→ **TRY IT**: The task calls for every line of the data to be retyped exactly.

→ **DATA SECTION**:

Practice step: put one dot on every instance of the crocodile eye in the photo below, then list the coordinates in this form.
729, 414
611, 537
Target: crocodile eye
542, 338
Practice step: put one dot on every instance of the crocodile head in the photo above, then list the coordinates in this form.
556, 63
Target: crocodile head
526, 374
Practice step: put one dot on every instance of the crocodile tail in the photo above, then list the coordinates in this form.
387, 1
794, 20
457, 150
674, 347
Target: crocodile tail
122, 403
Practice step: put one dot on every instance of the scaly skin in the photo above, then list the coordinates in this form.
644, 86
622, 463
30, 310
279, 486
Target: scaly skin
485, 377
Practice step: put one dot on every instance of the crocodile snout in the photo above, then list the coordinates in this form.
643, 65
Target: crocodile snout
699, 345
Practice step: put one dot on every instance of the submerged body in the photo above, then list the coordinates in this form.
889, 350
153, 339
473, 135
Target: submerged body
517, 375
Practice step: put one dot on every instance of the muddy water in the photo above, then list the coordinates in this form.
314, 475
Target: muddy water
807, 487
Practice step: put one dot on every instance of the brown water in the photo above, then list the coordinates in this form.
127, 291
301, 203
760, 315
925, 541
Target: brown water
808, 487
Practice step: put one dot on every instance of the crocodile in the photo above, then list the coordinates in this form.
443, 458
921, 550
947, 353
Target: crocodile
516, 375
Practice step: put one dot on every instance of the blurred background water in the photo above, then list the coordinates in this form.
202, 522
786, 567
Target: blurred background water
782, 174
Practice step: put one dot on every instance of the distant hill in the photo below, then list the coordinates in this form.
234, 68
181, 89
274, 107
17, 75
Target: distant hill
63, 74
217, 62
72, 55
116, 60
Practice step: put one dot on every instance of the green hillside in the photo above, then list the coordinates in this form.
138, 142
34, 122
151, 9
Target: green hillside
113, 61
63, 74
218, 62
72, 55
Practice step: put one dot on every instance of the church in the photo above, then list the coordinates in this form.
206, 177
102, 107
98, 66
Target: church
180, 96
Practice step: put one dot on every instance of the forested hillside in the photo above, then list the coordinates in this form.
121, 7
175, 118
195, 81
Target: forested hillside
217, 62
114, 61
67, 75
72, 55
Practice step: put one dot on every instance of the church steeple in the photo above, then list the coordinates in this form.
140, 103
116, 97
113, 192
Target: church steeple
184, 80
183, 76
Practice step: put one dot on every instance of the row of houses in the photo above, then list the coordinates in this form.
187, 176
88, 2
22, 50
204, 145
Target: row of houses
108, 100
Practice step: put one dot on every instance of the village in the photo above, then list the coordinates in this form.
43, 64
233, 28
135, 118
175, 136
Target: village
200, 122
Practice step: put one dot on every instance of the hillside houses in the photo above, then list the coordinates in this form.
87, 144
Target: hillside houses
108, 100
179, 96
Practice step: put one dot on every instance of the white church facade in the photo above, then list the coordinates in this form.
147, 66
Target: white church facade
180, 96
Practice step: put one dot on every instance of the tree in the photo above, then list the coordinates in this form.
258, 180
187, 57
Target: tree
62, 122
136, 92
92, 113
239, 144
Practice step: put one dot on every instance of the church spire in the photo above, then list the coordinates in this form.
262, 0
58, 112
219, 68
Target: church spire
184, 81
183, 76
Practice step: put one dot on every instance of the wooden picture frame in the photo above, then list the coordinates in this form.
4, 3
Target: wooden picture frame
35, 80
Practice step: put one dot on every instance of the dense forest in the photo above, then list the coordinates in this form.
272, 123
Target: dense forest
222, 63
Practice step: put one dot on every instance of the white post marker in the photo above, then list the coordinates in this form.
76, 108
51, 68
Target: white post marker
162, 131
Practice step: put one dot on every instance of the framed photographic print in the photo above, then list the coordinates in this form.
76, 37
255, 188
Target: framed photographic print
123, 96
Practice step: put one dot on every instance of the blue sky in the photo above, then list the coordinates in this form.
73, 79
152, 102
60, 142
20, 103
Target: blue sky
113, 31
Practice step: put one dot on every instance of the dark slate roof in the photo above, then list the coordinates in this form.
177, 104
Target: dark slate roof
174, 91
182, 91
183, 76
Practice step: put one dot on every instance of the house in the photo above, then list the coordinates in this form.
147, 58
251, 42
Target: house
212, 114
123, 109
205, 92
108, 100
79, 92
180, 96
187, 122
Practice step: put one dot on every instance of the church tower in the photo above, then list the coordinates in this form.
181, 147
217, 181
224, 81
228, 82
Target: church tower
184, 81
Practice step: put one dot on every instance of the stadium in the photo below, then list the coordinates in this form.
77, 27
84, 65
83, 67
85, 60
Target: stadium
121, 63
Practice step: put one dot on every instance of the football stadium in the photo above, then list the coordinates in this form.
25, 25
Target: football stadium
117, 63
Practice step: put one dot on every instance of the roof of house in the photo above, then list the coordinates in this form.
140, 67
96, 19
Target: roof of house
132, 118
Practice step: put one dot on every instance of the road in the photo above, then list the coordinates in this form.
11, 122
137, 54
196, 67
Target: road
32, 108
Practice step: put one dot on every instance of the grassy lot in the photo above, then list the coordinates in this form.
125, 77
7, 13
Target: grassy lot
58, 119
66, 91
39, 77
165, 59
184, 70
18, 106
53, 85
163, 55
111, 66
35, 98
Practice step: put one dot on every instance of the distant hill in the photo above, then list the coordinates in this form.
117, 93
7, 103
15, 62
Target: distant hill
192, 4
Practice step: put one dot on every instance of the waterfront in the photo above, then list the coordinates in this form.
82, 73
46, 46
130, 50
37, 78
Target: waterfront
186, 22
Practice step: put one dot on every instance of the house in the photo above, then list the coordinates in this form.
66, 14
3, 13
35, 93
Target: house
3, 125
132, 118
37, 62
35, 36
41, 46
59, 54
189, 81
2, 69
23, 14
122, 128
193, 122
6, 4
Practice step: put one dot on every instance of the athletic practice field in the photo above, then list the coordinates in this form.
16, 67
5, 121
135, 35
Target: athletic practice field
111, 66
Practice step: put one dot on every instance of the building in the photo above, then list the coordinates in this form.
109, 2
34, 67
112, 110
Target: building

→ **SOLUTION FOR THIS PROBLEM**:
Practice step: put one dot on every instance of the crocodile eye in the photo below, then list the coordinates in this form.
729, 414
611, 537
Target: crocodile eye
542, 338
Practice step: put one dot on every instance of the crocodile head in the photo above, then list the coordinates in this form.
556, 63
Target: crocodile head
526, 374
Practice step: put one dot on every instance of the crocodile tail in the photo above, then list the coordinates in this form.
387, 1
794, 20
457, 150
674, 347
Target: crocodile tail
122, 403
Practice step: put one dot on every instance of the scaly skin in the photo above, then list the coordinates in this form.
644, 86
622, 463
30, 310
279, 486
Target: scaly skin
485, 377
Practice step: put one dot on every instance of the crocodile snout in the photo above, then list the coordinates in this form.
643, 65
Target: crocodile snout
699, 345
Practice step: put one dot on every instance of the submerged body in the photo above, then list the coordinates in this form.
889, 350
153, 339
473, 135
Target: submerged body
517, 375
Practice step: put one dot on every instance of the muddy water in the photo above, then list the coordinates in this form.
314, 475
Target: muddy water
807, 487
Practice step: put one dot on every instance of the brown water in the photo above, then list the coordinates in this form.
127, 291
301, 203
760, 315
925, 541
Target: brown water
808, 487
Practice step: put one dot on every instance of the crocodile in the photo above, then list the coordinates in this form.
443, 458
921, 550
947, 353
Target: crocodile
516, 375
Practice step: put one dot on every instance of the blurred background water in the photo above, then list the coordinates in this form.
202, 522
786, 567
Target: blurred background water
782, 174
Practice step: put one dot on every instance of the distant hill in the photo below, then list the coordinates in this form.
234, 68
181, 89
274, 107
17, 75
Target: distant hill
63, 74
217, 62
72, 55
116, 60
Practice step: put one dot on every instance of the green hillside in the photo above, then list the coordinates in this form.
138, 142
34, 122
151, 9
Target: green hillside
113, 61
63, 74
218, 62
72, 55
Practice step: put one dot on every instance of the church in the photo above, then list the coordinates in this form.
206, 177
102, 107
98, 66
Target: church
180, 96
Practice step: put one dot on every instance of the forested hillside in the photo above, then list the coordinates in this form.
121, 7
175, 118
195, 81
Target: forested hillside
217, 62
114, 61
67, 75
72, 55
Practice step: put one dot on every instance of the church steeple in the photo above, then list the coordinates in this form.
140, 103
116, 97
113, 192
Target: church steeple
184, 80
183, 76
Practice step: put one dot on every instance of the row of houses in the photo above, then list the coordinates in this form.
187, 176
88, 2
22, 50
204, 145
Target: row of houses
108, 100
Practice step: put one dot on every instance of the village in the photo above, then list the coordinates in this form.
43, 64
233, 28
135, 118
175, 136
Target: village
200, 122
Practice step: put one dot on every instance of the hillside houses in the photo above, then list the coordinates in this form.
87, 144
Target: hillside houses
108, 100
179, 96
Practice step: put one dot on every instance of the white church facade in the photo above, then list the coordinates in this form.
147, 66
Target: white church facade
180, 96
Practice step: put one dot on every instance of the tree in the photo above, then list the coordinates in this form.
258, 180
187, 57
Target: tree
62, 122
136, 92
92, 113
239, 144
Practice step: put one dot on every instance of the church spire in the photo above, then list the coordinates in this form.
262, 0
58, 112
219, 68
Target: church spire
184, 81
183, 76
Practice step: put one dot on every instance of the wooden picture frame in the photo above, then list the coordinates in this form.
4, 3
Target: wooden picture frame
35, 80
Practice step: put one dot on every instance of the dense forest in the photo above, then list the coordinates in this form.
272, 123
Target: dense forest
222, 63
Practice step: put one dot on every instance of the white post marker in the photo above, then list the coordinates in this form.
76, 108
51, 68
Target: white post marker
162, 131
Practice step: put one dot on every instance of the framed photographic print in the photo above, then list the coordinates in this form.
76, 37
255, 188
Target: framed photographic print
123, 96
Practice step: put one dot on every instance of the blue sky in the photo above, then list the coordinates in this form.
73, 79
152, 102
60, 142
20, 103
Target: blue sky
113, 31
Practice step: put one dot on every instance of the dark slate roof in the photo above, then list the coordinates in this form.
177, 104
Target: dark slate roof
174, 91
182, 91
183, 76
Practice step: put one dot on every instance of the house in the photo above, then list the coordinates in this form.
147, 58
251, 42
Target: house
212, 114
123, 109
205, 92
108, 100
79, 92
180, 96
187, 122
Practice step: put one dot on every instance of the church tower in the photo above, then list the coordinates in this form.
181, 147
217, 181
224, 81
228, 82
Target: church tower
184, 81
Practice step: put one dot on every instance of the stadium in the photo below, then list the coordinates in this form.
77, 27
84, 65
83, 67
85, 60
Target: stadium
121, 63
Practice step: put one dot on every instance of the football stadium in the photo above, then list the coordinates in this form.
25, 25
Target: football stadium
117, 63
Practice step: put one dot on every instance of the roof of house in the photo above, then list the coordinates in this form.
140, 67
96, 19
Target: roof of house
132, 118
Practice step: put one dot on every instance of the road in the photo above, then list the coordinates in this form.
11, 122
137, 54
196, 67
Target: road
32, 108
Practice step: put one dot on every instance of the grassy lot in the photo above, then list the coordinates in this form.
125, 77
7, 13
Target: grassy lot
58, 119
66, 91
39, 77
165, 59
184, 70
18, 106
53, 85
163, 55
111, 66
35, 98
Practice step: put one dot on every instance of the distant hill in the photo above, then list the coordinates in this form.
117, 93
7, 103
15, 62
Target: distant hill
192, 4
Practice step: put one dot on every instance of the waterfront in the photo above, then list the coordinates in this form.
82, 73
46, 46
130, 50
37, 78
Target: waterfront
186, 22
Practice step: put one dot on every instance of the house in the photo above, then list the coordinates in this form.
66, 14
3, 13
35, 93
Target: house
3, 125
132, 118
37, 62
35, 36
41, 46
59, 54
189, 81
2, 69
23, 14
122, 128
193, 122
6, 4
Practice step: put one dot on every instance of the athletic practice field in the photo above, then list the coordinates in this form.
16, 67
5, 121
135, 35
Target: athletic practice field
111, 66
Practice step: put one dot on every instance of the building in the photo above, then list the coordinates in this form.
109, 2
34, 67
112, 110
Target: building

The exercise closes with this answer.